Early Post-war Years (1945-1959):
- Germany: Federal Republic of Germany (FRA) (i.e. 1945-1948: FR/UK/US occupation) vs Democratic Republic of Germany
(DRG) (i.e. 1961: Construction of Berlin Wall)
- European Coal and Steel Community (ECSC6 - Treaty of Paris 1951): Establishment of common market (i.e. coal/steel) in order
to avoid further weapons production
- European Economic Community (EEC6 – Treaty of Rome 1957): Establishment of basis of European Union
- European free Trade Association (EFTA7 1960) Response of the United Kingdom (UK)

Contextual History:
- Swinging Sixties’ (1960-1969): Social Liberalism: Youth Culture (e.g. The Beatles), May 1968 (i.e. Revolutionary Tendencies in
France), Pragues Spring (1968) (i.e. desire of Liberal Reforms with mass protest in Czechoslovakia but suppressed by Soviet
Union), Common Agricultural Policy (CAP 1962) (i.e. Establishment of cooperation on agricultural production), EEC9
Enlargement (i.e. Denmark/Ireland/UK in 1973)

THE PROBLEM: Can you quote the notes on post-war Europe from the words containing "Early Post-war Years" through "of Berlin Wall)"? The listing that follows is separate material with no connection to the notes on post-war Europe.

DATASET RECORDS:
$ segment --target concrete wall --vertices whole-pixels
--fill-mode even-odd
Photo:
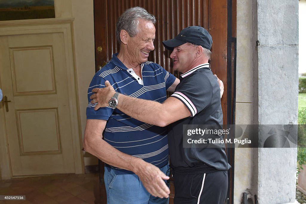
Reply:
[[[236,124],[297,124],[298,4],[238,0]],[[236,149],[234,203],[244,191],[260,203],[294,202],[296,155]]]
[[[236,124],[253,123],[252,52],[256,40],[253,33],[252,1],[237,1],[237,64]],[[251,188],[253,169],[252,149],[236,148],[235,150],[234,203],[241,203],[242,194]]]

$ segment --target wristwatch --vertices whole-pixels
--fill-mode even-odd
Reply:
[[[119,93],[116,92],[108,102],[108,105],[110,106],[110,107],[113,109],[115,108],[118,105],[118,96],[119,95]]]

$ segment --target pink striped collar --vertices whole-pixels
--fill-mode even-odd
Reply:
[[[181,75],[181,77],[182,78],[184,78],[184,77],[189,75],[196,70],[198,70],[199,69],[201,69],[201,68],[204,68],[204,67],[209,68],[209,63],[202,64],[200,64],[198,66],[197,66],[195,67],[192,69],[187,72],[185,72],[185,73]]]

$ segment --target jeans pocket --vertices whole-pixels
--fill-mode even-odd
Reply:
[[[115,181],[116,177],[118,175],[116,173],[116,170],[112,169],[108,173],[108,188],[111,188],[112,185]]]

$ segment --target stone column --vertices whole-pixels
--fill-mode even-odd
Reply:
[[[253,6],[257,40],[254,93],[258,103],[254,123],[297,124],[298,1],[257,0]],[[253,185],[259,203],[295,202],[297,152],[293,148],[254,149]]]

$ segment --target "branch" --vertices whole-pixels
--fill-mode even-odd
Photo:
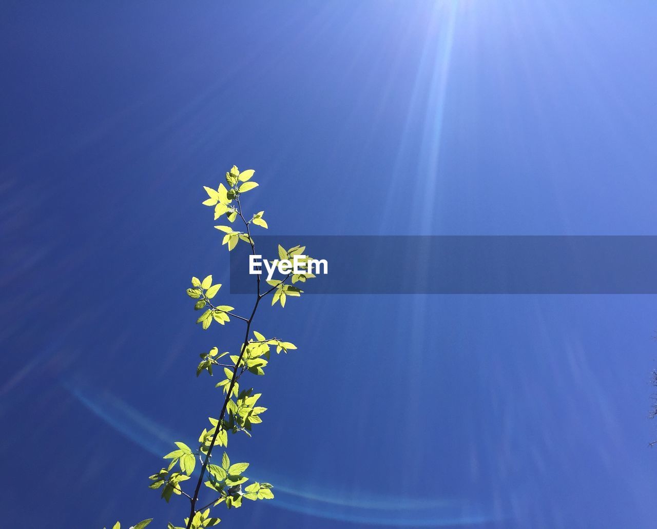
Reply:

---

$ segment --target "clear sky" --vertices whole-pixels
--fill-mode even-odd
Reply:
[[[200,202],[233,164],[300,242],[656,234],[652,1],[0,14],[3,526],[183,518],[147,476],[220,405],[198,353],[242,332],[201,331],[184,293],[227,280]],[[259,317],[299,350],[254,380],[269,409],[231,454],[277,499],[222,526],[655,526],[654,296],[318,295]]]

REPLY TO THE TASK:
Early Post-war Years (1945-1959):
- Germany: Federal Republic of Germany (FRA) (i.e. 1945-1948: FR/UK/US occupation) vs Democratic Republic of Germany
(DRG) (i.e. 1961: Construction of Berlin Wall)